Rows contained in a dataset

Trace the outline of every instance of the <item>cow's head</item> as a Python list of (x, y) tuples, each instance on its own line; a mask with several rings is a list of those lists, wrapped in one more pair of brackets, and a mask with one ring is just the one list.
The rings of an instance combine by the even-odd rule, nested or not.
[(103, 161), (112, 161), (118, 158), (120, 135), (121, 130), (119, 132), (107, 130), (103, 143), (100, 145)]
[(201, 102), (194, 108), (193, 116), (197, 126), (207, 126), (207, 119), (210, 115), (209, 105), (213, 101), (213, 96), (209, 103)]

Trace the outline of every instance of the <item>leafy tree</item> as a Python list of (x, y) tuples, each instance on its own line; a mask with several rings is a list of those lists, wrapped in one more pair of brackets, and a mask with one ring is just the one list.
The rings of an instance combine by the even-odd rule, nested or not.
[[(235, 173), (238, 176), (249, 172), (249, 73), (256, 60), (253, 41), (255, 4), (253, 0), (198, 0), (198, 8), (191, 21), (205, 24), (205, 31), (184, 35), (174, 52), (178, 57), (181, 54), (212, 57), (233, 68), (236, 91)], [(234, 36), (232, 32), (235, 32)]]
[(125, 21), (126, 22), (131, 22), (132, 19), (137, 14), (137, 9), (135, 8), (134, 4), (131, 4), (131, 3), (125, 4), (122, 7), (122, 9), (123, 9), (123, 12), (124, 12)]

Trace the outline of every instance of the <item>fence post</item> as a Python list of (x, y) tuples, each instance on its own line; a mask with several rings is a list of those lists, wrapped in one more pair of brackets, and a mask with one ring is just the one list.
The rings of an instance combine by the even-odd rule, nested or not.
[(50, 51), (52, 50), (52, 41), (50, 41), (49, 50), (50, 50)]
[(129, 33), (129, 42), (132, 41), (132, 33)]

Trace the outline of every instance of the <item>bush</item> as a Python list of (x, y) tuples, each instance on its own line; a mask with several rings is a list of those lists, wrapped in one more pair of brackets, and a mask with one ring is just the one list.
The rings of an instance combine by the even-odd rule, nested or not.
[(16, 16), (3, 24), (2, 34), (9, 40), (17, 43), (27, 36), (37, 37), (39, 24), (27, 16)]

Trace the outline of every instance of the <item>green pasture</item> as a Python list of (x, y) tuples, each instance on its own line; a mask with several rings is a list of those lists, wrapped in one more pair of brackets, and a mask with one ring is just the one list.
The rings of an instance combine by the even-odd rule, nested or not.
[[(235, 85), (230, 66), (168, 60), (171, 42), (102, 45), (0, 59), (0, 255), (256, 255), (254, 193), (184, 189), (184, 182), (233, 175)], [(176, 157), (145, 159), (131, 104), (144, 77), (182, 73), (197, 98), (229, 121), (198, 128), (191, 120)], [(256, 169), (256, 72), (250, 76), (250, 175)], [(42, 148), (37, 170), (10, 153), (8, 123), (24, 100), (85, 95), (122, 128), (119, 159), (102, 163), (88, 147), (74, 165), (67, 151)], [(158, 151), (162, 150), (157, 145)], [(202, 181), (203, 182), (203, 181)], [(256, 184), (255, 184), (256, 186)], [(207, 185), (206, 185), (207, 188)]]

**Work to be completed:** Can you express the rows starting at the line that contains "Trace the outline of every instance of the <item>bush</item>" and ending at the end of the rows as a JSON list of strings, one string per line, with blank lines left out?

**Answer to the exercise:**
[
  "Trace the outline of every instance of the <item>bush</item> as a Python list of (x, y) tuples, each instance on its own line; a mask with several rings is a list of those lists, wrapped in one more pair of brackets, and a mask with one ring is just the one list.",
  "The rings of an instance combine by the even-odd rule, nested or not.",
  "[(16, 16), (3, 24), (2, 34), (9, 40), (17, 43), (27, 36), (37, 37), (39, 24), (27, 16)]",
  "Trace the outline of every instance of the <item>green pasture</item> as a Python list of (x, y) tuples, each instance on its own line; a mask with several rings is a list of those lists, wrapped in one more pair of brackets, and a mask with one ring is just the one list.",
  "The rings of an instance combine by the even-odd rule, nested or not.",
  "[[(235, 85), (230, 66), (168, 60), (171, 42), (102, 45), (0, 59), (0, 255), (256, 255), (254, 193), (184, 189), (184, 182), (233, 175)], [(176, 157), (145, 159), (131, 104), (144, 77), (182, 73), (197, 98), (229, 121), (198, 128), (191, 120)], [(256, 169), (256, 72), (250, 76), (250, 175)], [(42, 148), (37, 170), (10, 153), (8, 123), (24, 100), (85, 95), (122, 128), (119, 159), (102, 163), (88, 147), (74, 165), (67, 151)], [(158, 151), (162, 150), (157, 145)], [(202, 181), (203, 182), (203, 181)], [(256, 184), (255, 184), (256, 186)], [(207, 185), (206, 185), (207, 188)]]"
]